(Stored dataset items)
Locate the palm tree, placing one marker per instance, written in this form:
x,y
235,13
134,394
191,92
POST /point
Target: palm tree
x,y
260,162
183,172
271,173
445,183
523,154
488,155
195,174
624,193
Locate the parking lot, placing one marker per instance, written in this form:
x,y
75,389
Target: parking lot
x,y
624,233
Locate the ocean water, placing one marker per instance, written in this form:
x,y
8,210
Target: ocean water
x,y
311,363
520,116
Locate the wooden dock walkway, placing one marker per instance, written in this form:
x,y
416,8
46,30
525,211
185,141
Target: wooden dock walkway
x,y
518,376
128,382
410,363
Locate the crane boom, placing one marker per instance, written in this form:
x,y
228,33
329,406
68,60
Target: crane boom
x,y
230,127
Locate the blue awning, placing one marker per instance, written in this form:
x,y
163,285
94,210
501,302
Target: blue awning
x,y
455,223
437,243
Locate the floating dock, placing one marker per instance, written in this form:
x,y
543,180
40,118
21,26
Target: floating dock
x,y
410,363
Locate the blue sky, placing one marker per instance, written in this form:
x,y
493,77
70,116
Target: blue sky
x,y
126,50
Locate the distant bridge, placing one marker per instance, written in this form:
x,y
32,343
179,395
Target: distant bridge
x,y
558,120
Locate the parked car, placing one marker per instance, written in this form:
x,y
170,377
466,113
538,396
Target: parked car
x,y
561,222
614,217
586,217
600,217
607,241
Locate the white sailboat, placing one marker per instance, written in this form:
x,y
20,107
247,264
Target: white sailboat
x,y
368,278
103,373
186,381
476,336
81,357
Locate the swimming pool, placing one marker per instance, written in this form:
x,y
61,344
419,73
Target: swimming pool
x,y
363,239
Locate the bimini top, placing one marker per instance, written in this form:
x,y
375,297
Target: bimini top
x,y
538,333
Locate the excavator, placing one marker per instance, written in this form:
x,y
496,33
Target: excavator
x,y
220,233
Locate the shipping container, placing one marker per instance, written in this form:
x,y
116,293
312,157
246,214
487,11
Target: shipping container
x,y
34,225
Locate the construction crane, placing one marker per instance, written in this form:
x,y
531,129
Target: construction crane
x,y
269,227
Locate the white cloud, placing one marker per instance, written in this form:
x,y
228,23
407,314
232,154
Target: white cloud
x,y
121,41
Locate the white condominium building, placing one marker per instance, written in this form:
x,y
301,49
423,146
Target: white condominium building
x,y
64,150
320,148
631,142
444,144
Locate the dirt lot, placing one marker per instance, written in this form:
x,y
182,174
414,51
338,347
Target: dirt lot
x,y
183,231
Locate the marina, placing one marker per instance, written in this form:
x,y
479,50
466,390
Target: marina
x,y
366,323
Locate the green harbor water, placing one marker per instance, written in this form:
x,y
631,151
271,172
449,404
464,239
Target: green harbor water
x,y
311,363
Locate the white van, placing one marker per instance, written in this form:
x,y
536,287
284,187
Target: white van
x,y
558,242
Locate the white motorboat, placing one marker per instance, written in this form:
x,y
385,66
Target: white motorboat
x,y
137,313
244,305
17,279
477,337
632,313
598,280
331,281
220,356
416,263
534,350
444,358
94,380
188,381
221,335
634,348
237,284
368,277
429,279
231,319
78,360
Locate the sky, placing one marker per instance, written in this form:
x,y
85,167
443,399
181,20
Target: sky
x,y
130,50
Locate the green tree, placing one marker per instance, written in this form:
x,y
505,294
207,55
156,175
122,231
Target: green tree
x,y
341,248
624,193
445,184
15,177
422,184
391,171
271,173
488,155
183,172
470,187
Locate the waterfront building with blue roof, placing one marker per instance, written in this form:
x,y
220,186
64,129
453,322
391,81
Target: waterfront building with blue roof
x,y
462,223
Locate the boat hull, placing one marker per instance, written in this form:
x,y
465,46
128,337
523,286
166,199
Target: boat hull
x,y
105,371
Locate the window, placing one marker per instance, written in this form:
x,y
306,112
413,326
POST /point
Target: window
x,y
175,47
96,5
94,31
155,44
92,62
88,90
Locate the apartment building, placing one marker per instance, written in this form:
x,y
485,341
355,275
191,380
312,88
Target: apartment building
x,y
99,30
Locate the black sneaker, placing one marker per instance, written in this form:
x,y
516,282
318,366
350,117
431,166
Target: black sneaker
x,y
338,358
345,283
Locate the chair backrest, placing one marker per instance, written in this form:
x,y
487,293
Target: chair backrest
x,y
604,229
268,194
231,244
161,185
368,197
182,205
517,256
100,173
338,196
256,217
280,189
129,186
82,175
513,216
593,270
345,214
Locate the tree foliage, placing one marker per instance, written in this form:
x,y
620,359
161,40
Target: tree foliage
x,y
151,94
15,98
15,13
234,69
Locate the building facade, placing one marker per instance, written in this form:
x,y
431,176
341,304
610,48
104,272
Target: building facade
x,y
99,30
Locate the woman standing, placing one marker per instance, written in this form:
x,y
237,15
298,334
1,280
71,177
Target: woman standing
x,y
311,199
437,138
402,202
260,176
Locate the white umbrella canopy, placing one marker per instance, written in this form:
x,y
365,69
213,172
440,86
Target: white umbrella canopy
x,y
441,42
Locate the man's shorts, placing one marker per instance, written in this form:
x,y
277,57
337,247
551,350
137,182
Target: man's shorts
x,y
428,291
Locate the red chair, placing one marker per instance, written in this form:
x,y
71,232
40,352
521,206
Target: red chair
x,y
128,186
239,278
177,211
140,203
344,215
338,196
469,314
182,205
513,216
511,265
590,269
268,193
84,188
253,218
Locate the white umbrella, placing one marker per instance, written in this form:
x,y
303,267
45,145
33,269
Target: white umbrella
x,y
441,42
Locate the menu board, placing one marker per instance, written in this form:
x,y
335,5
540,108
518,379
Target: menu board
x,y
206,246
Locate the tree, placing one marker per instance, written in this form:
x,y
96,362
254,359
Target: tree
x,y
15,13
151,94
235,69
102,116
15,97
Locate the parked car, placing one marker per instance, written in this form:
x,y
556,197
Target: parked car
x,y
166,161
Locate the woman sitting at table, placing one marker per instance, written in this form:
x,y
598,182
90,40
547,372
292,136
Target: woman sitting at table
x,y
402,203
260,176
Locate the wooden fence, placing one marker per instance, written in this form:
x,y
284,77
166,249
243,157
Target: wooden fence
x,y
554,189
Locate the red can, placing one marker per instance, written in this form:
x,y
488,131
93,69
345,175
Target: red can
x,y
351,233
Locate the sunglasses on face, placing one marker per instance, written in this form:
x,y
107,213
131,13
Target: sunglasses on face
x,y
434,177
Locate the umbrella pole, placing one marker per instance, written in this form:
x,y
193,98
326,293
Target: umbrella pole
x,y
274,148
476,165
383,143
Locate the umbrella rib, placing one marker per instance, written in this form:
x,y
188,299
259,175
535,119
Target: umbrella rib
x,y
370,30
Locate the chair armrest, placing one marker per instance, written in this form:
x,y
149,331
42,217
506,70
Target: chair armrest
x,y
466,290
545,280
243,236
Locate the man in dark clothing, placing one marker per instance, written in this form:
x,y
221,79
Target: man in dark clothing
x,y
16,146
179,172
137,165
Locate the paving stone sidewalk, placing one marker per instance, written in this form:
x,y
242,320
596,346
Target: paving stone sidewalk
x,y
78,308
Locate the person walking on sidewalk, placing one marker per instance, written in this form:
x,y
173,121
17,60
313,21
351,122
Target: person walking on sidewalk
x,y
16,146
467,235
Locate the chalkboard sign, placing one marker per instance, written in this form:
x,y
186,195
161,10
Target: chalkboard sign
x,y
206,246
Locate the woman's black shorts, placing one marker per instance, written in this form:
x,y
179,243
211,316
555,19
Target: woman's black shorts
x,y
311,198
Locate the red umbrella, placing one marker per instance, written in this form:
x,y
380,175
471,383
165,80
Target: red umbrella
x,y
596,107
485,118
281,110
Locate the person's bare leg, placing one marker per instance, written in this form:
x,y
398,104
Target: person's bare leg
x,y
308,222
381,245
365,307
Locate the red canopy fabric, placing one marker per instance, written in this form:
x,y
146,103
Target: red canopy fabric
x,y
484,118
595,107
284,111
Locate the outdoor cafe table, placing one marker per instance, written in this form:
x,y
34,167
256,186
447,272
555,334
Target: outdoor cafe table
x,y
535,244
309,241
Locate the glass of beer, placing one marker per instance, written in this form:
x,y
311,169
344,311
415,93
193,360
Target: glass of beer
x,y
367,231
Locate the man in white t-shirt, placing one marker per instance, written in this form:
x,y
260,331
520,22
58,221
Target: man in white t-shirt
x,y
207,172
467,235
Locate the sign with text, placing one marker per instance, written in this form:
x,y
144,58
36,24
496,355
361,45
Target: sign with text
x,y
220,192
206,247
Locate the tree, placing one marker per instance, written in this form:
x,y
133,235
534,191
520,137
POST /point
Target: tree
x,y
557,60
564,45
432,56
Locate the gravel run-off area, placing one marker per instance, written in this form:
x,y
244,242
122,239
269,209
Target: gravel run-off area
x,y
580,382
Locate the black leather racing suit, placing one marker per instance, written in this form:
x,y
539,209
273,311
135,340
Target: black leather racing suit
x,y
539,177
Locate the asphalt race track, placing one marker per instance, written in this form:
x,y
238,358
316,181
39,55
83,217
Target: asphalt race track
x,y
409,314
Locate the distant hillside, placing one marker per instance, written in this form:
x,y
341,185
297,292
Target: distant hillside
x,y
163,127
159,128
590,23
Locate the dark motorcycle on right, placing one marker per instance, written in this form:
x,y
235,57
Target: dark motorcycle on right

Directive - Output the line containing "Locate the black leather" and all lines after it to the end of the records, exactly as given.

Answer below -
Locate the black leather racing suit, placing one marker per instance, written in this form:
x,y
539,209
273,311
135,340
Target: black leather racing suit
x,y
539,177
Locate the asphalt race track, placing one marker per instance, written in this form:
x,y
238,358
316,181
39,55
83,217
Target: asphalt race track
x,y
409,314
Locate the distant hillside, placing one marker per instance, written in this form:
x,y
341,185
297,292
Target: distant hillside
x,y
163,127
159,128
590,23
Locate the dark motorcycle on right, placing one marker per instance, written in this form:
x,y
235,57
Target: dark motorcycle on right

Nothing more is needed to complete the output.